== Instruksi Tugas A ==
Menurut teks kutipan tentang kebangkitan Cina, pada tahun berapa Cina di bawah pimpinan Mao Zedong mengumumkan diri sebagai negara komunis?

== Teks Kutipan ==
◇ ◇ ◇ ◇

Jumat, 08 Februari 2008

CINA SEBAGAI KIBLAT KEBUDAYAAN DI ASIA TIMUR


I. Wibowo

Centre for Chinese Studies, FIB, Unversitas Indonesia

Sebetulnya, dua kali Cina “mengalami kebangkitan” dan pada kedua kesempatan itu Cina menimbulkan kegoncangan. Yang pertama pada tahun 1949, ketika Cina di bawah pimpinan Mao Zedong berhasil memperoleh kemerdekaannya dan mengumumkan diri sebagai negara komunis. Seluruh dunia, termasuk Asia, goncang dengan munculnya Cina yang kuat. Amerika Serikat perlu mengerahkan kekuatan bersenjatanya untuk mengepung Cina dan menjalankan containment policy. Dari tahun 1950-an hingga tahun 1990-an dunia harus hidup dalam suasana ketakutan akan Cina sebagai negara komunis yang ganas.

Pada tahun 1990-an, seiring dengan berakhirnya Perang Dingin, dan kemajuan pesat perekonomian Cina, muncul juga kegoncangan di seluruh dunia. Kali ini bukan karena Cina mengancam dengan ideologi komunismenya, melainkan dengan kekuatan ekonominya yang dahsyat. Seluruh dunia goncang karena banjir ekspor produk dari Cina yang murah, yang menghancurkan industri domestik banyak negara. Amerika Serikat kali ini tidak mampu berbuat banyak kecuali berteriak-teriak keras, mengritik Cina. Begitu juga banyak negara lain.

◇ ◇ ◇ ◇

== Catatan Tersimpan ==
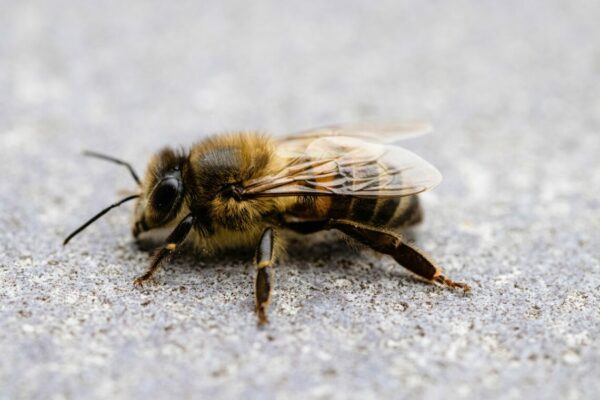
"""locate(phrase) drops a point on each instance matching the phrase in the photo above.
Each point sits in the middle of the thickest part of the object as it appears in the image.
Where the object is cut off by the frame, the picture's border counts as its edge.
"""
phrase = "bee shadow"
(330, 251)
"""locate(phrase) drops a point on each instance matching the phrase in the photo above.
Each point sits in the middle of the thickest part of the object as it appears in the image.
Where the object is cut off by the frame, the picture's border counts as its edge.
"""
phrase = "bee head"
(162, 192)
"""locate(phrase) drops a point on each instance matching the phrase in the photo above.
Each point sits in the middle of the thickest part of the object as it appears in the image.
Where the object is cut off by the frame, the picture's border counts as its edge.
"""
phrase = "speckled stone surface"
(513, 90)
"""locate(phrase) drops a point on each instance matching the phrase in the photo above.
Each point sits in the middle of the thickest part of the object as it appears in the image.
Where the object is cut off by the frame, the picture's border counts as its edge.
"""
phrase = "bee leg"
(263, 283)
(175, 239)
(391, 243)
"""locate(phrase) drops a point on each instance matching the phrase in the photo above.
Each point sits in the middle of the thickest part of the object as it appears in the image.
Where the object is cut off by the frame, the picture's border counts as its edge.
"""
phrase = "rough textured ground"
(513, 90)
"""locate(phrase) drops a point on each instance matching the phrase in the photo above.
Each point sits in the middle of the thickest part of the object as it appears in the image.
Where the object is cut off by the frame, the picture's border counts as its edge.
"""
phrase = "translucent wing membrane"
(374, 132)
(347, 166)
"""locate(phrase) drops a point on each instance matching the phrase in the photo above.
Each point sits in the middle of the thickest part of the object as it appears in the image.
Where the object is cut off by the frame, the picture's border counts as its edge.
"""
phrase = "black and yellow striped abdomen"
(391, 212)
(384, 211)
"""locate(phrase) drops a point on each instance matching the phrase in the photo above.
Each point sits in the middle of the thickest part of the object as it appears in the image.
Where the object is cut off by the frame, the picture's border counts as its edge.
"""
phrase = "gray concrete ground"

◇ ◇ ◇ ◇

== Instruksi Tugas B ==
Hitunglah baris dalam catatan yang memuat kata "ground", dengan membedakan huruf besar dan huruf kecil. Tuliskan angkanya saja.

== Jawaban Tertulis A ==
Pada tahun 1949.

== Jawaban Tertulis B ==
2